- _What to work on_:
Starting at the line below that contains "positive clicks: (605, 283) (605, 301)", print each line through the end of the records exactly as it appears.
--- Data provided Enclosed Below ---
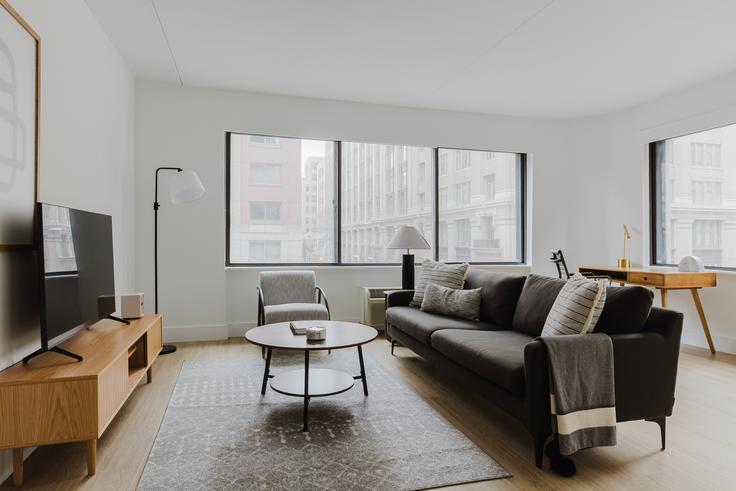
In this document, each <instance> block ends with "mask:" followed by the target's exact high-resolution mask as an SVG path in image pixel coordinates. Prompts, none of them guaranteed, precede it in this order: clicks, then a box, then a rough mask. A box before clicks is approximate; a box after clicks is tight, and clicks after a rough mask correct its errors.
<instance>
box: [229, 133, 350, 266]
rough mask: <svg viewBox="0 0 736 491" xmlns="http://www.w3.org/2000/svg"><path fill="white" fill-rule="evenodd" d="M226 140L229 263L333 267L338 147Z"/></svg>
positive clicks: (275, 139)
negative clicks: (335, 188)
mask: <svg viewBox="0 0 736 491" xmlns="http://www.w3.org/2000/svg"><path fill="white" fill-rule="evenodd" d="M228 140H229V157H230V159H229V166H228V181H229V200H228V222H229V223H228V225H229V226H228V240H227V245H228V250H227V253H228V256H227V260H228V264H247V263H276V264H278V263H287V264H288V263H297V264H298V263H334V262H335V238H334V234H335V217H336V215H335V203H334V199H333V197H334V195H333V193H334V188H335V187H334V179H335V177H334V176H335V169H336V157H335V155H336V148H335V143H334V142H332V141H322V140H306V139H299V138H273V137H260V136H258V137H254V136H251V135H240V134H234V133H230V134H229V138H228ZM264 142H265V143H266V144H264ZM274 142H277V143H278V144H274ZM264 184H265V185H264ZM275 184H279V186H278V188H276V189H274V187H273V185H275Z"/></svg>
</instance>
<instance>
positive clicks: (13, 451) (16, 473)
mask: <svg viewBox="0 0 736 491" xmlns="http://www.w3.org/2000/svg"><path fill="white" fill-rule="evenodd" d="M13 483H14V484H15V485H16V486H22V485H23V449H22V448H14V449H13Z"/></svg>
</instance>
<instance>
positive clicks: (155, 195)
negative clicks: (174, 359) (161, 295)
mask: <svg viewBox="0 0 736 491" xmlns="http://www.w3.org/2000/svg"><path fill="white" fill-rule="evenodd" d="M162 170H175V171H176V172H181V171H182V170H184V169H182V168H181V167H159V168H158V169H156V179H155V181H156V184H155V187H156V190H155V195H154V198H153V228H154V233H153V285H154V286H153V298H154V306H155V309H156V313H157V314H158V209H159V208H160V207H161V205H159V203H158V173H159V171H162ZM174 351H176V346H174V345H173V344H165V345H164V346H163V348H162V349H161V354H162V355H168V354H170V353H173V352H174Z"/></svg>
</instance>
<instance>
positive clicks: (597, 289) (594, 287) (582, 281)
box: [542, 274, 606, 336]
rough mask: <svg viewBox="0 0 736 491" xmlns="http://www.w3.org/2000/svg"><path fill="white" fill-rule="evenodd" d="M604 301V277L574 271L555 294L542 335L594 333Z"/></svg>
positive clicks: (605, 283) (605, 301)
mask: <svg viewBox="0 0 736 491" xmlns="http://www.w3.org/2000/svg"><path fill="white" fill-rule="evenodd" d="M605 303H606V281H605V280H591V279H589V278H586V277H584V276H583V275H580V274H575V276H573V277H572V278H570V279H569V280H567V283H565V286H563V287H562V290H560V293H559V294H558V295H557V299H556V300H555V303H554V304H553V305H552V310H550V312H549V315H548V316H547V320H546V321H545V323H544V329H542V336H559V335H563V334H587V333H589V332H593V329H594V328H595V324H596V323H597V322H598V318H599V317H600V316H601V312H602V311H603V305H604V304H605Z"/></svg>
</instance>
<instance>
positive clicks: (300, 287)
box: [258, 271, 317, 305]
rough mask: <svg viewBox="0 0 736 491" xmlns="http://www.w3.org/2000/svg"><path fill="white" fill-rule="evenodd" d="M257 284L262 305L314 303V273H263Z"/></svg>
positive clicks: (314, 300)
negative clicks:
--- End of Enclosed Data provided ---
- _Solution below_:
positive clicks: (605, 283) (605, 301)
mask: <svg viewBox="0 0 736 491" xmlns="http://www.w3.org/2000/svg"><path fill="white" fill-rule="evenodd" d="M605 303H606V281H605V280H591V279H589V278H586V277H584V276H583V275H580V274H575V276H573V277H572V278H570V279H569V280H567V283H565V286H563V287H562V290H560V293H559V294H558V295H557V299H556V300H555V303H554V304H553V305H552V310H550V312H549V315H548V316H547V320H546V321H545V323H544V329H542V336H559V335H563V334H587V333H589V332H593V329H594V328H595V324H596V323H597V322H598V318H599V317H600V316H601V312H602V311H603V305H604V304H605Z"/></svg>
</instance>
<instance>
positive clicks: (300, 287)
box: [258, 271, 317, 305]
rough mask: <svg viewBox="0 0 736 491" xmlns="http://www.w3.org/2000/svg"><path fill="white" fill-rule="evenodd" d="M257 284L262 305L314 303V273H263Z"/></svg>
positive clicks: (314, 300)
negative clicks:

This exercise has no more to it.